- WHAT THE TASK ASKS
Images should be left out, and everything else in the listing reproduced exactly.

+++ STORED RECORDS +++

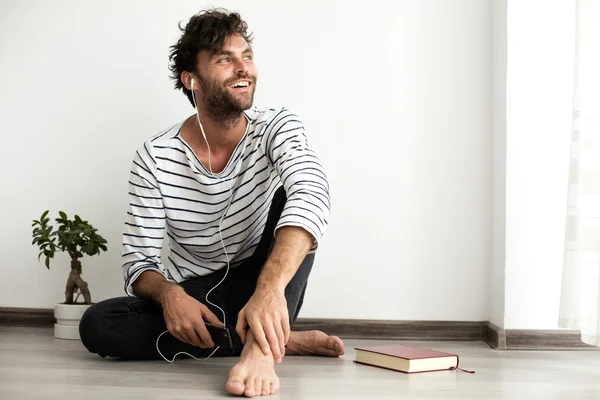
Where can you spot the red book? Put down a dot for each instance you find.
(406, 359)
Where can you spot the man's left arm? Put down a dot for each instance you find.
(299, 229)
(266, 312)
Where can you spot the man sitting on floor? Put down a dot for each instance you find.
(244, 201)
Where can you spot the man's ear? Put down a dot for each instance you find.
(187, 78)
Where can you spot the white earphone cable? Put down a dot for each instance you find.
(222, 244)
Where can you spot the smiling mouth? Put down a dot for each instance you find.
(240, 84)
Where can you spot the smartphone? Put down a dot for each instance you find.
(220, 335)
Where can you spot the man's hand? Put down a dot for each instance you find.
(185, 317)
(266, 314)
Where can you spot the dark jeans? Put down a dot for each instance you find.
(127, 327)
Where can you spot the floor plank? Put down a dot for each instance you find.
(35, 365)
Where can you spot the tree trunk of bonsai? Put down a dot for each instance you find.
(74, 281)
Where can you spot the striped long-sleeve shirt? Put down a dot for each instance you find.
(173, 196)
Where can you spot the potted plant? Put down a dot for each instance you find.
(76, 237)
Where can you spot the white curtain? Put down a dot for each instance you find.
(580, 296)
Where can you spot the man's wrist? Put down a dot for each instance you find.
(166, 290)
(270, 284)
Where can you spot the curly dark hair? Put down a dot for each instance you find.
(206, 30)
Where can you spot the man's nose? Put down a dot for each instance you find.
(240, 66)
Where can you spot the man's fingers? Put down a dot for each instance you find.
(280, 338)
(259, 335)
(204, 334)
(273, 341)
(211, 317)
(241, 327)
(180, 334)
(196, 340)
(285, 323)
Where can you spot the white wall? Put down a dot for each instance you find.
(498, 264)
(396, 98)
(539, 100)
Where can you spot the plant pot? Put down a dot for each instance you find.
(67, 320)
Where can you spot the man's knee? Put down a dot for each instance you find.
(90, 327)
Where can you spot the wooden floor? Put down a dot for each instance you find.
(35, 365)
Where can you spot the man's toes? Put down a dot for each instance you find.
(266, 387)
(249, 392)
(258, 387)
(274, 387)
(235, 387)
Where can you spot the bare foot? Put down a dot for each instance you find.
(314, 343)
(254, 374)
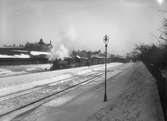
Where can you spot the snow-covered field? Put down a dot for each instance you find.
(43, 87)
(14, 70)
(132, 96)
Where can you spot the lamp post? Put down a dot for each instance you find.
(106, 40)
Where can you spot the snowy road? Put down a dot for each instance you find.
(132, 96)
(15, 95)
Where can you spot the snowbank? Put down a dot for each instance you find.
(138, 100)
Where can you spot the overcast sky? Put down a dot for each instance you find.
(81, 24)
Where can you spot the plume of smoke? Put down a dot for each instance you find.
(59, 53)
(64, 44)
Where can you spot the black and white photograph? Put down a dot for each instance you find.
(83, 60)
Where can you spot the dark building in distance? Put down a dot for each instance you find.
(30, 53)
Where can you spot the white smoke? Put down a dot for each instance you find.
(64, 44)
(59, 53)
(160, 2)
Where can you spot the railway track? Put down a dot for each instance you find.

+++

- RESULT OF THIS EXERCISE
Where can you spot the red book? Put down a dot for each instance you find.
(406, 359)
Where can you spot the man's left arm? Put down a dot for each instance you find.
(299, 229)
(266, 312)
Where can you spot the man sitting on floor? Put down a dot for each instance you find.
(244, 201)
Where can you spot the man's ear? Put down a dot for each instance you find.
(187, 78)
Where can you spot the white earphone cable? Put down a dot for each instance you find.
(222, 244)
Where can you spot the smiling mouth? Put down a dot for each instance you find.
(240, 84)
Where can you spot the smartphone? Put down a dot for each instance you find.
(220, 335)
Where can you spot the man's hand? Put down a dot for each instance you find.
(185, 317)
(266, 314)
Where can you spot the dark jeans? Put down a dot for each instance you find.
(127, 327)
Where can you spot the floor plank? Put down a dot for each instance you find.
(35, 365)
Where can you spot the tree trunk of bonsai? Put down a dot for each instance you find.
(74, 281)
Where can you spot the striped long-sleeve shirt? Put down a dot for each instance you find.
(173, 196)
Where can you spot the potted plant? Put down a dot for each instance you find.
(76, 237)
Where can you spot the white curtain? Put down a dot for each instance you find.
(580, 296)
Where can you spot the man's wrist? Put down a dot for each instance you find.
(166, 290)
(270, 284)
Where can you spot the curly dark hair? Put down a dot for each instance you find.
(206, 30)
Where can you spot the man's nose? Put down a dot for each instance you find.
(240, 66)
Where can you spot the man's fingers? Put down a dot for each instance you find.
(280, 338)
(259, 335)
(204, 334)
(273, 341)
(211, 317)
(241, 327)
(180, 334)
(196, 340)
(285, 323)
Where can you spot the white wall? Put down a dot for each instance you find.
(498, 264)
(396, 98)
(539, 100)
Where can you spot the plant pot? Put down a dot for each instance you find.
(67, 320)
Where can you spot the man's knee? Put down a dot for each instance you find.
(90, 327)
Where can you spot the wooden floor? Put down a dot for each instance you find.
(35, 365)
Where can you spot the man's toes? Put down a dot for each instance you find.
(266, 387)
(249, 392)
(258, 387)
(274, 387)
(235, 387)
Where can you spot the bare foot? Put down a dot for each instance you find.
(314, 343)
(254, 374)
Where can you spot the snow-covered field? Put down a dot for each instance you find.
(43, 87)
(14, 70)
(132, 96)
Where can you spot the lamp post? Put down a dot for each instance you find.
(106, 40)
Where can you spot the snowy road? Put down a dot for each instance you find.
(132, 96)
(15, 95)
Where can you spot the snowbank? Put down a dot for each instance you find.
(138, 100)
Where can you spot the overcast sky? Put down a dot for each instance you find.
(81, 24)
Where can you spot the plume of smoke? Put down a dot for each instance you find.
(59, 53)
(64, 44)
Where can you spot the black and white photograph? Put down a dot for each instance you find.
(83, 60)
Where can you spot the dark building in distance? Put down a dot for each instance you find.
(30, 53)
Where can you spot the white smoke? Put down a dot for each instance you find.
(64, 44)
(59, 53)
(160, 2)
Where can you spot the railway track? Put down a dot for each instance you find.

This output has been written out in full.